- _LISTED RECORDS_
· · · · · · ·
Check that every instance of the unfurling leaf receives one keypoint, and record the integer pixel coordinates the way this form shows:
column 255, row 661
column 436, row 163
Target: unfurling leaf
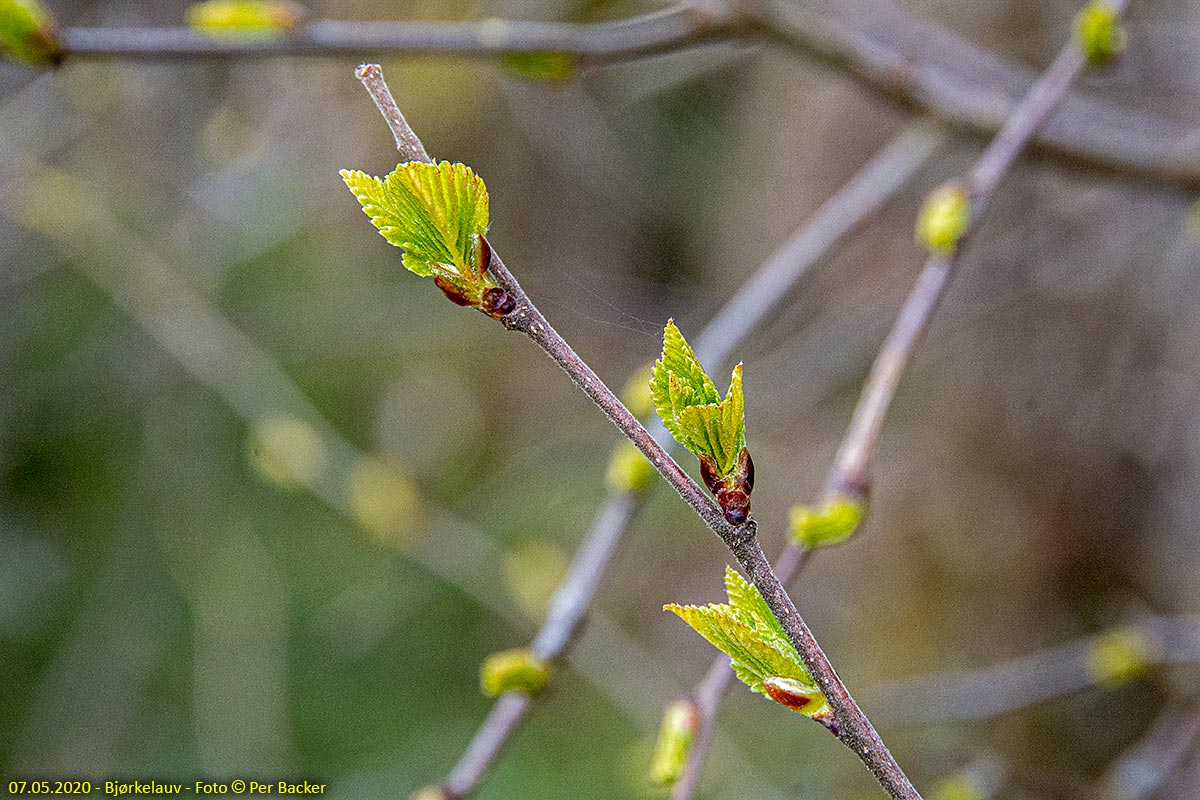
column 28, row 32
column 245, row 18
column 760, row 651
column 943, row 218
column 628, row 469
column 712, row 428
column 676, row 734
column 437, row 214
column 513, row 671
column 832, row 523
column 636, row 395
column 1098, row 31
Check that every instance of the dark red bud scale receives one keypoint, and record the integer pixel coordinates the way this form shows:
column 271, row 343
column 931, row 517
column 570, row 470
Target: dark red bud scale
column 732, row 492
column 784, row 695
column 453, row 292
column 497, row 302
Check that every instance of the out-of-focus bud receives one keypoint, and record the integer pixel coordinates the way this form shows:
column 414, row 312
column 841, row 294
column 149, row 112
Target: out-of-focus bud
column 513, row 669
column 429, row 793
column 1119, row 656
column 943, row 218
column 628, row 469
column 28, row 32
column 245, row 18
column 287, row 451
column 676, row 734
column 832, row 523
column 1098, row 31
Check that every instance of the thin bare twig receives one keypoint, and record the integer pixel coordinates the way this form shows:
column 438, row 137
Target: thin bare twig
column 671, row 29
column 912, row 61
column 1006, row 686
column 1151, row 763
column 849, row 475
column 855, row 729
column 865, row 192
column 927, row 67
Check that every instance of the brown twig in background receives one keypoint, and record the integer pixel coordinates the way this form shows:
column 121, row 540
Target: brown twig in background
column 912, row 61
column 1006, row 686
column 661, row 31
column 849, row 475
column 855, row 729
column 864, row 193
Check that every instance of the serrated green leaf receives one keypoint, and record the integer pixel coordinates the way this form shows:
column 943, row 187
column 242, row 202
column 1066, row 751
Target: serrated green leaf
column 690, row 407
column 244, row 18
column 437, row 214
column 28, row 32
column 747, row 631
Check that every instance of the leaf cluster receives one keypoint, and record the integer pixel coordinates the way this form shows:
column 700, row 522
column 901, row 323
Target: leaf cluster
column 438, row 215
column 690, row 407
column 747, row 631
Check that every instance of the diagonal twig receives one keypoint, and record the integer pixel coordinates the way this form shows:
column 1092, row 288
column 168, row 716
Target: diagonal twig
column 849, row 475
column 853, row 728
column 864, row 193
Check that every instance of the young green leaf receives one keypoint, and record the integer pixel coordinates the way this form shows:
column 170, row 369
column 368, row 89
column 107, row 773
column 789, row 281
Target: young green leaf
column 437, row 214
column 690, row 407
column 831, row 523
column 244, row 18
column 28, row 32
column 513, row 671
column 760, row 653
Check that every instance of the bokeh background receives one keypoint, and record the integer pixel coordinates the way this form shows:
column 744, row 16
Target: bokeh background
column 268, row 500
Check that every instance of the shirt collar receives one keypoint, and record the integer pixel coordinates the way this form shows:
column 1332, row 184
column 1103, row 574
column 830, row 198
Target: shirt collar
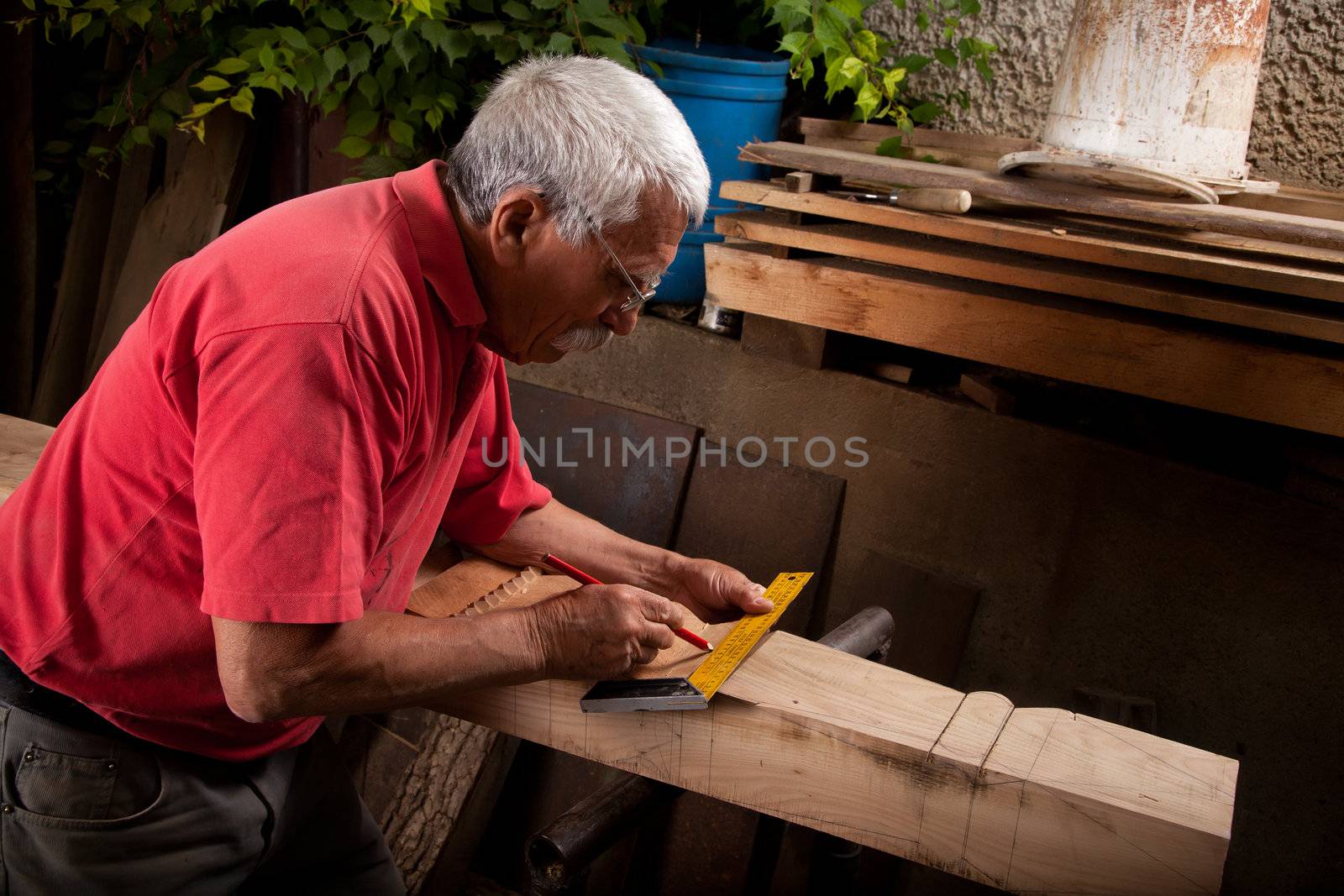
column 437, row 242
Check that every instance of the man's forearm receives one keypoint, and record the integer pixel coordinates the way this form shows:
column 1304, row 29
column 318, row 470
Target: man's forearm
column 376, row 663
column 588, row 544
· · · · · · ·
- _WHAT TO PRODUCE_
Write every entry again exactly as given, skipping the pictures.

- _PROBLEM SOLUTION_
Check that every instance of the unfurling leaf receives one keypoint, and record the integer pixel coordinates the way this form shows:
column 255, row 661
column 436, row 163
Target: unfurling leaf
column 28, row 32
column 245, row 18
column 760, row 651
column 943, row 218
column 628, row 469
column 712, row 428
column 676, row 734
column 437, row 214
column 513, row 671
column 832, row 523
column 636, row 395
column 1098, row 31
Check that every instance of the dark red bud scale receives one keypoint, and record the integer pixel coordinates the way this form shows:
column 271, row 343
column 931, row 517
column 570, row 470
Target: dark red bud scale
column 732, row 492
column 784, row 695
column 453, row 292
column 497, row 302
Check that every instance of the out-of-focus bud receives one keypoint, and record the integer pixel coordinates the way this form shows:
column 414, row 312
column 841, row 294
column 149, row 112
Target: out-of-focus bud
column 513, row 669
column 429, row 793
column 1119, row 656
column 943, row 218
column 628, row 469
column 28, row 32
column 245, row 18
column 287, row 451
column 676, row 734
column 832, row 523
column 1098, row 31
Check that every instance of the thin bare twig receives one keypoint, and record the integer pixel coordinates the way this form shows:
column 438, row 137
Target: thin bare twig
column 671, row 29
column 912, row 61
column 1006, row 686
column 1151, row 763
column 849, row 475
column 855, row 729
column 865, row 192
column 927, row 67
Check that every instance of the brown twig in background receives one keypoint, and record the integer pixel coordinates the way this form shows:
column 121, row 540
Target: brown twig in background
column 912, row 61
column 1006, row 686
column 661, row 31
column 849, row 475
column 855, row 729
column 864, row 193
Check that every instance of the serrated green leaf receives one keypoint, and record the integer pixel coordinates the way this form shows:
column 943, row 187
column 242, row 202
column 1066, row 751
Target: serrated green leaf
column 690, row 407
column 244, row 18
column 437, row 214
column 28, row 32
column 747, row 631
Check that every instance of the leaf cluster receives one keypoint, and record the integer pixel coordinates the way this form shows:
column 700, row 522
column 901, row 323
Target: leaf cluster
column 438, row 215
column 690, row 407
column 747, row 631
Check that every instance of the diagonal twig receives one keypoint, and record the integer pixel coordinates the way this form shows:
column 1092, row 288
column 168, row 716
Target: diagonal twig
column 849, row 475
column 853, row 728
column 864, row 193
Check that every instance of the young green leaf receives one keypoint, and record the integer pixel coordinates the way this form shows:
column 170, row 369
column 368, row 89
column 107, row 773
column 789, row 281
Target: young green leaf
column 437, row 214
column 690, row 407
column 831, row 523
column 244, row 18
column 28, row 32
column 513, row 671
column 760, row 653
Check that every instance of the bokeh background receives one keypoint, and record the integer pixel coordinates the way this form shows:
column 744, row 16
Target: bokeh background
column 268, row 500
Check that every instance of the shirt collar receives one keypoint, and record the integer pixel coordinates the way this form shows:
column 1332, row 184
column 1103, row 574
column 830, row 198
Target: shirt collar
column 437, row 242
Check that every instance of the man's forearm receives one keypoint, and record the integer pixel coordinates the way this form shows:
column 1304, row 29
column 318, row 470
Target: man's forearm
column 376, row 663
column 588, row 544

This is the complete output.